## WHAT IS ASKED
Copy the material word for word, from the line containing "of the snow-covered" through the end of the material, including both of those lines.
** Begin LISTING **
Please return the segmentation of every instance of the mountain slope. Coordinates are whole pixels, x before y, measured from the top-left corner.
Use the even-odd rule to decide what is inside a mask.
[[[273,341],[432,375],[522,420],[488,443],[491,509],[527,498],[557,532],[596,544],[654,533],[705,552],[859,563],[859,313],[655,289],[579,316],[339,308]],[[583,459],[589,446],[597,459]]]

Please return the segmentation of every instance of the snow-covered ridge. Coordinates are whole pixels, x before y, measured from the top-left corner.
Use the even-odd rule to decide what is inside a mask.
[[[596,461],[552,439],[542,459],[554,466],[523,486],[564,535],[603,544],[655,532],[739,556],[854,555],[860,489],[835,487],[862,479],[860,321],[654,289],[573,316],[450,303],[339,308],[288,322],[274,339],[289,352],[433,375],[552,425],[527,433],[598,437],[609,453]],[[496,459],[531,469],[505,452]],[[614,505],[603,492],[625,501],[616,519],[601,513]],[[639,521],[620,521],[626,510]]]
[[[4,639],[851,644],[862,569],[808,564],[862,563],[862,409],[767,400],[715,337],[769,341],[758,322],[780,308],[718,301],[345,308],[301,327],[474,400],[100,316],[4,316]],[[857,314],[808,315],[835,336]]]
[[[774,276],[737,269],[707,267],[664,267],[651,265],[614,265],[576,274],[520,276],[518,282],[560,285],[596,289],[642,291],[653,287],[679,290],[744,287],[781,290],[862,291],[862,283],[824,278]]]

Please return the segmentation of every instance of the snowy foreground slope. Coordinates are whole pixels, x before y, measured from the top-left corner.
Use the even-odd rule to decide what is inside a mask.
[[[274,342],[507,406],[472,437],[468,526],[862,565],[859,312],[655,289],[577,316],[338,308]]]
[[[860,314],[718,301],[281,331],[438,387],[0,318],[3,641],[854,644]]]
** End LISTING **
## OUTPUT
Please return the segmentation of every instance of the snow-covered ridge. Coordinates are whole pixels, x before y, measured from the top-left corner.
Use the even-odd rule to decide what is inside a mask.
[[[596,461],[552,439],[542,459],[554,466],[523,486],[564,535],[603,544],[655,532],[739,556],[854,555],[860,489],[835,487],[862,479],[860,321],[654,289],[573,316],[450,303],[339,308],[288,322],[274,339],[289,352],[433,375],[552,425],[527,433],[598,437],[609,453]],[[496,459],[531,469],[505,452]],[[614,505],[603,492],[625,501],[616,519],[601,513]],[[639,521],[620,521],[626,510]]]
[[[4,639],[851,644],[862,569],[808,564],[862,563],[862,409],[767,400],[715,337],[769,341],[758,322],[780,308],[718,301],[345,308],[301,327],[474,400],[100,316],[4,316]],[[857,314],[808,315],[835,336]]]
[[[774,276],[737,269],[707,267],[664,267],[651,265],[614,265],[576,274],[520,276],[518,282],[560,285],[596,289],[642,291],[653,287],[679,290],[744,287],[781,290],[862,291],[862,283],[824,278]]]

Please return the segmentation of every instance of the snowy foreground slope. Coordinates are whole pixels, x before y, measured from the top-left corner.
Use the even-odd rule to decide what is inside a mask.
[[[274,342],[507,406],[472,437],[468,526],[862,565],[859,312],[655,289],[577,316],[338,308]]]
[[[860,314],[718,301],[281,331],[438,387],[0,318],[3,641],[854,644]]]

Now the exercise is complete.